◆ Work instructions
1. Do the statements (a), (b) and (c) agree with the article on Harmonious Bilingual Development? Answer yes or no for each, quoting the deciding words from the article. (a) Professor De Houwer coined the term in her 2009 book. (b) Kate stopped speaking Dutch after her father began addressing her in English. (c) Most bilingual families do not enjoy Harmonious Bilingual Development.
2. Write what comes next in the article on Harmonious Bilingual Development, picking up after its final sentence.

◆ Source document

>> Begin

In this article you will find out about Harmonious Bilingual Development. 

First, we will discover what Harmonious Bilingual Development is. I will give you a checklist that can help you make sense of your child’s bilingual development. 

Then, we will talk about the lack of Harmonious Bilingual Development through two real case studies of children who needed more of it. 

Finally, I will share with you what this concept has meant for me in my quest to help bilingual families.

In this article there will be a lot of talk about Professor Annick De Houwer’s work, because the term Harmonious Bilingual Development was coined by her and introduced in her 2009 book Bilingual First Language Acquisition.

Part 1 – What is Harmonious Bilingual Development?

Wouldn’t we all like to know that our child’s bilingual development is going just fine? 

In 2015 Professor De Houwer published an article that gives the criteria to assess whether a bilingual child’s language development is going well, not just for learning two languages, but for the child’s wellbeing as well.

The three distinct characteristics of Harmonious Bilingual Development are:

1. Conversations in a single language, separately in both languages

2. Children’s active bilingual use of both languages 

3. Children speaking two languages at similarly good levels.

I know that for many bilingual parents this seems like such an unrealistic dream that it’s depressing to even read about it. But this is exactly my point: it does not have to be an unrealistic dream.  

Harmonious Bilingual Development is possible and achievable within the resources of an ordinary family.

If you aren’t currently running a victory lap for scoring the hat trick in these three characteristics, then fear not. It is not too late. This is what this article is here for.

Most bilingual families do not enjoy Harmonious Bilingual Development. You are normal if bilingual parenting feels like hard work and disappointment.

I will show you what the problems look like in two case studies.

Part 2 – The lack of Harmonious Bilingual Development

Professor Annick De Houwer specialises in children aged 0-5 who are growing up with two languages from birth. In her 2009 book Bilingual First Language Acquisition she gives short case studies showing a lack of Harmonious Bilingual Development. 

I think Bilingual parents everywhere can relate with the families in these stories.

Case study 1 - Kate

“Even though children may speak two separate languages in the third and fourth year of life, they may stop using one of those languages”. “Dutch-English Kate, who was a competent bilingual at age 3:8 [3 years and 8 months], stopped speaking Dutch very soon after the family moved from Belgium to the United States, even though her father continued to address her in Dutch and she met up with other Dutch (bilingual) speakers as well.” 

(De Houwer, 2009, page 311)

I’m sure most bilingual parents personally know someone with almost identical experiences. For many bilingual children simply starting school is enough to stop speaking their second language.

When Kate’s family moved to the US her family’s shared language (English) changed from being a minority language in Belgium into being the majority language in the US. 

In Belgium, the minority language (English) was supported by the whole family using it together. In the US, the minority language (now Dutch) was not supported by the whole family using it together.

It sounds like in Belgium Kate was enjoying a Harmonious Bilingual Development. She got a really good start before her family moved to the US. Yet, Kate lost her ability to speak Dutch soon after the family moved to an English-speaking country. This can happen in months. 

Imagine if Kate’s family had always lived in the US. Her chances of bilingualism would have been much lower to start with. The good news is that it does not have to be this way!

>> End

[Items from a dataset]
>> Begin

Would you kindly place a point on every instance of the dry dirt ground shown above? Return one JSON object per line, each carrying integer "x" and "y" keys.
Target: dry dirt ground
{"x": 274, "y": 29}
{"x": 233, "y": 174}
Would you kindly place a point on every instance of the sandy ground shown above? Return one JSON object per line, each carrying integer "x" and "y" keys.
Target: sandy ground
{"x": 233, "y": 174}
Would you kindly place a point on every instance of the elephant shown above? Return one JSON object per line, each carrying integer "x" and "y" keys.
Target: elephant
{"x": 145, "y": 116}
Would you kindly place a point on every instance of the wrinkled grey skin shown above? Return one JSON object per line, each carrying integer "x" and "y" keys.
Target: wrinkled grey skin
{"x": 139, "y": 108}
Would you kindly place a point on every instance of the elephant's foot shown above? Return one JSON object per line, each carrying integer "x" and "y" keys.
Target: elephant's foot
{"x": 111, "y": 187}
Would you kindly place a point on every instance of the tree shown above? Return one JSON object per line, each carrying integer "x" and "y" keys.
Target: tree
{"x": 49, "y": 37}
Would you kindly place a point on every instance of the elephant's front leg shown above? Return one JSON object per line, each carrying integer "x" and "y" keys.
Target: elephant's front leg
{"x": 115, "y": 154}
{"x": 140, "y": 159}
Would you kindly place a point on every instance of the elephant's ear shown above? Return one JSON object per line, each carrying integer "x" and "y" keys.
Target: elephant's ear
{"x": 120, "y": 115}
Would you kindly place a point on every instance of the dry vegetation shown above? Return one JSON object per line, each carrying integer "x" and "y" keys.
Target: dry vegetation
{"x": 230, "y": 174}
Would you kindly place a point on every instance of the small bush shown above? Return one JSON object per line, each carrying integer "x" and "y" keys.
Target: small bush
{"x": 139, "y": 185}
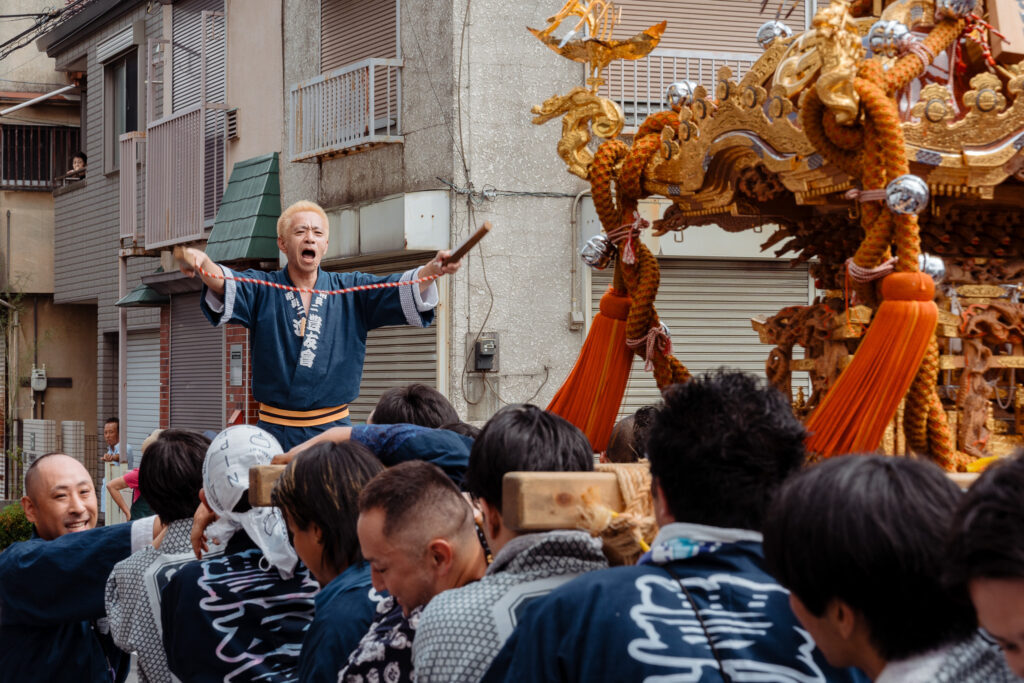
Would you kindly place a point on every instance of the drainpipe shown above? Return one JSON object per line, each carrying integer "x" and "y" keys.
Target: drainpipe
{"x": 576, "y": 315}
{"x": 123, "y": 352}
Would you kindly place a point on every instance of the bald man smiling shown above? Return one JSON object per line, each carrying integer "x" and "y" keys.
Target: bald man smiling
{"x": 51, "y": 586}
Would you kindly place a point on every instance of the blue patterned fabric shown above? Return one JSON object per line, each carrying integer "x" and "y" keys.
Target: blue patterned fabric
{"x": 636, "y": 624}
{"x": 385, "y": 653}
{"x": 399, "y": 443}
{"x": 51, "y": 607}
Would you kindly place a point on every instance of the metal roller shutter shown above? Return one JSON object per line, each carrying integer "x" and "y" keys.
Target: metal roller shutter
{"x": 354, "y": 30}
{"x": 187, "y": 37}
{"x": 708, "y": 304}
{"x": 143, "y": 387}
{"x": 395, "y": 355}
{"x": 197, "y": 374}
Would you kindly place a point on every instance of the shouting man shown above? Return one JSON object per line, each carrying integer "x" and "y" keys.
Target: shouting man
{"x": 301, "y": 338}
{"x": 52, "y": 625}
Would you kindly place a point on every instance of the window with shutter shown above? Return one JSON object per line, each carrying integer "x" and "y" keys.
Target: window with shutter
{"x": 697, "y": 41}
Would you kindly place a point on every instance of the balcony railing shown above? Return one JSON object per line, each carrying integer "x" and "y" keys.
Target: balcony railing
{"x": 184, "y": 174}
{"x": 129, "y": 185}
{"x": 638, "y": 86}
{"x": 31, "y": 157}
{"x": 346, "y": 109}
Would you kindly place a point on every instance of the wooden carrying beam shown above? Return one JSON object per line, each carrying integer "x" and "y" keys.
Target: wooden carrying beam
{"x": 538, "y": 501}
{"x": 261, "y": 480}
{"x": 532, "y": 501}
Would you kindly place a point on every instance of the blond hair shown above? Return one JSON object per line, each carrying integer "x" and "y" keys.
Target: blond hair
{"x": 299, "y": 207}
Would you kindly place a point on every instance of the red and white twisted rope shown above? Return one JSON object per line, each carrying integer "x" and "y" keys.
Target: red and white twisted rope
{"x": 305, "y": 290}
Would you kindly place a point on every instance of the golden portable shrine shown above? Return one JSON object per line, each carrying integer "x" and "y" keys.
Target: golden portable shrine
{"x": 886, "y": 141}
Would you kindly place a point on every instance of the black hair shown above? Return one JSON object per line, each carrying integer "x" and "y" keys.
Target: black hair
{"x": 464, "y": 428}
{"x": 412, "y": 489}
{"x": 171, "y": 473}
{"x": 322, "y": 485}
{"x": 523, "y": 438}
{"x": 869, "y": 530}
{"x": 414, "y": 404}
{"x": 721, "y": 445}
{"x": 629, "y": 437}
{"x": 987, "y": 534}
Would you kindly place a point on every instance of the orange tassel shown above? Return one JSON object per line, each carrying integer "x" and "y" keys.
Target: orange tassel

>> End

◆ Per-task answers
1.
(a) Yes: "the term Harmonious Bilingual Development was coined by her and introduced in her 2009 book Bilingual First Language Acquisition"
(b) No: "even though her father continued to address her in Dutch"
(c) Yes: "Most bilingual families do not enjoy Harmonious Bilingual Development."

2.
It is possible to turn things around and achieve Harmonious Bilingual Development even when the family uses the majority language as their shared language. 

Case study 2 – Michal 

But what if the minority language is the native language of both parents and everyone at home uses the minority language? 

The chances of bilingualism are much higher in families where parents are immigrants from the same country. Still, an international move can derail children’s language development, even when the whole family moves abroad together and continues to use their shared native language at home. 

It seems incredible, but unfortunately it is true. This could happen to families even during a temporary stay abroad as expats. 

“[A] girl, Michal, moved from Israel to the United States when she was two and half years old. At that point, she was a fluent monolingual speaker of Hebrew. Input in Hebrew continued at home through both parents and two older siblings while English exposure started at Nursery School. As Michal learned to speak English, she became less and less able and willing to speak Hebrew. By the time she was four and a half she spoke fluent English but could hardly be said to speak Hebrew anymore”. “Michal’s example is by no means exceptional.”

(De Houwer, 2009, page 311)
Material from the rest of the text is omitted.